Direction =
Write out again the part of the entries that opens with the line containing "Target: forehead" and closes with the line containing "xmin=265 ymin=108 xmax=333 ymax=150", keeping every line and adding 68 to each bounding-box coordinate. Give those lines alone.

Supplied material =
>> start
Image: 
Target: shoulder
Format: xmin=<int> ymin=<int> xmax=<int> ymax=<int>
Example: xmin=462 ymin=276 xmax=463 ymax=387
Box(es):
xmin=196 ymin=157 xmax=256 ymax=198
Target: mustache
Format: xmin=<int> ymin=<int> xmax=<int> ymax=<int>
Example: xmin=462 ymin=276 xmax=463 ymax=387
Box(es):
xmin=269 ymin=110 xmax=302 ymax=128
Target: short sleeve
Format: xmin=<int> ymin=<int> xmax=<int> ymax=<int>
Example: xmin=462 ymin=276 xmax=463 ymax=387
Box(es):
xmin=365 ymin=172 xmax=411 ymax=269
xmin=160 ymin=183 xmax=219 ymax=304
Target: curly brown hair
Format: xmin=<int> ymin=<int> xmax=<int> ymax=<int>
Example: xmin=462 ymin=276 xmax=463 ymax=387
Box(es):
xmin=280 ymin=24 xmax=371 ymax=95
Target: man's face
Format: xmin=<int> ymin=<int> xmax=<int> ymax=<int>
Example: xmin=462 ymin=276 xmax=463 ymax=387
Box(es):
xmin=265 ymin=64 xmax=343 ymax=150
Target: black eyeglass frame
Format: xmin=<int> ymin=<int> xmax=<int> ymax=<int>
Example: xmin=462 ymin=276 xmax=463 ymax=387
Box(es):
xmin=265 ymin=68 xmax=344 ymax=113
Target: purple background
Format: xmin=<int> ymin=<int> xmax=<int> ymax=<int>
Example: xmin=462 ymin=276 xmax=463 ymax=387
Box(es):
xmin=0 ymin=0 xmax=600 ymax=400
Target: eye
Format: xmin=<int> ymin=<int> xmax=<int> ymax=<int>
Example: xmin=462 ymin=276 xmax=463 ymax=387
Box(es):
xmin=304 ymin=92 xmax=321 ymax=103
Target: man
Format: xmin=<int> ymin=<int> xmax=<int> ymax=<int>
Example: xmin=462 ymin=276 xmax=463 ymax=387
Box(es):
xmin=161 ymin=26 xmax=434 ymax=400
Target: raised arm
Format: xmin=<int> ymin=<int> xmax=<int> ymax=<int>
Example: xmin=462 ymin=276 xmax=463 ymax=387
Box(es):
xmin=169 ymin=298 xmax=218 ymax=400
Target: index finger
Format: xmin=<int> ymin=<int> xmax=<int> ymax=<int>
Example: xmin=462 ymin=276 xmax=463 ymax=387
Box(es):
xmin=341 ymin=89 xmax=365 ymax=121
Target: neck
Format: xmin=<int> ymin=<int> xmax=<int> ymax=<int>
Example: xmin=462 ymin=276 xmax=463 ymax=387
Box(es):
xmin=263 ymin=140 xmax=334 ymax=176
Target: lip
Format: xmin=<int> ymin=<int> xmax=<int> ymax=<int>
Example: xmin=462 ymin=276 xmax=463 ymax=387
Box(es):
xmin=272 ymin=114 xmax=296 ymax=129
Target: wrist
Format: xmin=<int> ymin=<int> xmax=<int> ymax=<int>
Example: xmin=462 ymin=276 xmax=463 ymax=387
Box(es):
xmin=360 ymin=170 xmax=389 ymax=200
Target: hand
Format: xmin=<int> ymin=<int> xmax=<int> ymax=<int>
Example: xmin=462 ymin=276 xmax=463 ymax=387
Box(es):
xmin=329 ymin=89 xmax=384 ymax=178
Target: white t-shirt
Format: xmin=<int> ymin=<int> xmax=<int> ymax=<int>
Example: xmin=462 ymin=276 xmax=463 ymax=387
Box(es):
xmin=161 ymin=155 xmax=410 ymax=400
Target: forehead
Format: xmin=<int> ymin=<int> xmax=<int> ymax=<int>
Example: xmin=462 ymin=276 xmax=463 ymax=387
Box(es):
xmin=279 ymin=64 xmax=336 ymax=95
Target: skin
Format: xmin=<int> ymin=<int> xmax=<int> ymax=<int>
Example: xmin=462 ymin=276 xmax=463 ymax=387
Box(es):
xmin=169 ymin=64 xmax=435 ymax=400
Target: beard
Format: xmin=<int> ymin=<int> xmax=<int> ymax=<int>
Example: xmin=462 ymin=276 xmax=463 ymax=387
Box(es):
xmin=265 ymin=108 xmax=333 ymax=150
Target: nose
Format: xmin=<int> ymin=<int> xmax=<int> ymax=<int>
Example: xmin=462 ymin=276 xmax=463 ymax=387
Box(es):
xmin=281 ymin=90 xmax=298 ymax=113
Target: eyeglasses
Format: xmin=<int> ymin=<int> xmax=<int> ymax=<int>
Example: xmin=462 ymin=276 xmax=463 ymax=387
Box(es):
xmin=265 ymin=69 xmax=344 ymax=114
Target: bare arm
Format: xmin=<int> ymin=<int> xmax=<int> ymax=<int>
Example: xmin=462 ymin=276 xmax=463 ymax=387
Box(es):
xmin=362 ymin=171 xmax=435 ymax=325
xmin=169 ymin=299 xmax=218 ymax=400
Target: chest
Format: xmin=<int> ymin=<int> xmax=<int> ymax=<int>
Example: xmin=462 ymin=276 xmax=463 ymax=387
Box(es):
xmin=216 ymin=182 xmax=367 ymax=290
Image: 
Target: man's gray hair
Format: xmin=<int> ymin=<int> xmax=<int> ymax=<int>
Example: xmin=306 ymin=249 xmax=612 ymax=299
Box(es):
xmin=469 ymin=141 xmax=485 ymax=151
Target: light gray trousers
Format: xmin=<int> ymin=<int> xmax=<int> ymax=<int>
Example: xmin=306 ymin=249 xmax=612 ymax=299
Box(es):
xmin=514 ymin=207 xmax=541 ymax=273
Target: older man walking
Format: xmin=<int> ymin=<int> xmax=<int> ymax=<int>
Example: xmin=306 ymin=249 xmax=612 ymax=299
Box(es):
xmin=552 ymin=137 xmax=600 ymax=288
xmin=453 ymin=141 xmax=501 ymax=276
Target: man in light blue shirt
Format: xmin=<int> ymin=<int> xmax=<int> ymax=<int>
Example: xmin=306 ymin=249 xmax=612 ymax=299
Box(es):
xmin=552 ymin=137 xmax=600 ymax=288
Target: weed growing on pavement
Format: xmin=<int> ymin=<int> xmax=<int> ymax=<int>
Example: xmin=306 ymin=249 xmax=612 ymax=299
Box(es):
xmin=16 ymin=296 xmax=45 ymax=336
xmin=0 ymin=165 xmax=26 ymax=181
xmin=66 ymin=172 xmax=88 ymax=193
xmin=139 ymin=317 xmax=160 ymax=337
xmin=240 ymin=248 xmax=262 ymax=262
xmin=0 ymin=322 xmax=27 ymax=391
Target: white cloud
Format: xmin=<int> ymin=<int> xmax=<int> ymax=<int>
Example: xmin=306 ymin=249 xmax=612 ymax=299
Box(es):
>> end
Result of this exercise =
Target: forehead
Format: xmin=<int> ymin=<int> xmax=<int> ymax=<int>
Example: xmin=462 ymin=276 xmax=463 ymax=387
Box(es):
xmin=347 ymin=132 xmax=404 ymax=163
Target: skin
Format: xmin=<int> ymin=<int> xmax=<int> ymax=<int>
Example: xmin=462 ymin=276 xmax=463 ymax=387
Box(es):
xmin=237 ymin=132 xmax=503 ymax=468
Target: beard
Format: xmin=<int> ymin=<int> xmax=<int> ymax=<int>
Example: xmin=462 ymin=276 xmax=463 ymax=387
Box(es):
xmin=333 ymin=176 xmax=401 ymax=218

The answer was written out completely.